### [Problem description]
Can you reproduce the lines of the material that begin at the line containing "Verification task — confirm whether the cabinet drawer" and end after the line containing "[52, 8, 107, 23]", requests included, with every bounding-box coordinate in the answers scaled by 1.7 and rounded to whole numbers, halves up? The numbers in the requests, including their format sample, stay unchanged.

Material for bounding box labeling
Start
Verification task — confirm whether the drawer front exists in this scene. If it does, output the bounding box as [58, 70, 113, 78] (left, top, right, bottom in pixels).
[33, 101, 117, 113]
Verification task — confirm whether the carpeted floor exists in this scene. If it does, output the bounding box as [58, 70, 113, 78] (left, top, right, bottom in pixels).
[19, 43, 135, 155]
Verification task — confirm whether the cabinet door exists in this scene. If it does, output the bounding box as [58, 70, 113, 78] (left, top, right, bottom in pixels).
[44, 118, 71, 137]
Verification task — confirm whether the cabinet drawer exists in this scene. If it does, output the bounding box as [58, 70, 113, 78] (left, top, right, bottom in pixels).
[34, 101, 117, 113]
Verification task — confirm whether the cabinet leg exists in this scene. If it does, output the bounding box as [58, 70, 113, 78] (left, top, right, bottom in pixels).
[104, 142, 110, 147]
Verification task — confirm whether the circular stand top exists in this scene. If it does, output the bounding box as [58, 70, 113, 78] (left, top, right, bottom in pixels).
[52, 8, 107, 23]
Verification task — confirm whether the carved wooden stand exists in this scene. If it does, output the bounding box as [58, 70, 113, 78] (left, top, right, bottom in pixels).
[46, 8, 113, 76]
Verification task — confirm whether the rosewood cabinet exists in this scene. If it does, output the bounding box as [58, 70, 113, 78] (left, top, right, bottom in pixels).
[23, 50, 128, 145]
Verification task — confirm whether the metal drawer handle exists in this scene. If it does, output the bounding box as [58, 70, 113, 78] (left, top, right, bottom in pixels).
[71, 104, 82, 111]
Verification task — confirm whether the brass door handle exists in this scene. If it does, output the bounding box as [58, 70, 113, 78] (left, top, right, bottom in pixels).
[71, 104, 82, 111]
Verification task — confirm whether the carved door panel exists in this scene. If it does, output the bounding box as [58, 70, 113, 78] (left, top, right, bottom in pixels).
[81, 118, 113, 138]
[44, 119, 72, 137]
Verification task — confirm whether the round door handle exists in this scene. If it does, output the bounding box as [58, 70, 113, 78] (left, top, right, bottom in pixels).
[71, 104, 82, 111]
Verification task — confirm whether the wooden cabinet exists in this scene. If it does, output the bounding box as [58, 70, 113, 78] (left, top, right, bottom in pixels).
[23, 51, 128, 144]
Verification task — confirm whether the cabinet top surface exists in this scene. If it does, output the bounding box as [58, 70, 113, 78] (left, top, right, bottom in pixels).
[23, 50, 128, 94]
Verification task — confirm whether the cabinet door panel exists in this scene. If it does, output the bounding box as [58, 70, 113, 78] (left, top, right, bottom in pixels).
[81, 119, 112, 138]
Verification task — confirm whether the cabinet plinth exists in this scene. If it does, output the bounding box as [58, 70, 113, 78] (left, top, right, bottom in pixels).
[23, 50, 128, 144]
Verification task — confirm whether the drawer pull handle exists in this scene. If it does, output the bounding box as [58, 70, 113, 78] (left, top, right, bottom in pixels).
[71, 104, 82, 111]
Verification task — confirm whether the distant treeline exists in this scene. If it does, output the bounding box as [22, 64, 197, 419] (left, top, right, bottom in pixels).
End
### [Full response]
Verification task — confirm whether the cabinet drawer exists in this scene. If it does, output the bounding box as [58, 70, 113, 78] (left, top, right, bottom in pixels).
[58, 172, 199, 192]
Verification task — confirm whether the cabinet leg exists in this scene. If it does, output the bounding box as [58, 70, 113, 78] (left, top, right, bottom in pixels).
[177, 241, 187, 250]
Verification task — confirm whether the circular stand top exists in this scene. If it does, output the bounding box as [58, 70, 113, 78] (left, top, right, bottom in pixels).
[88, 14, 182, 39]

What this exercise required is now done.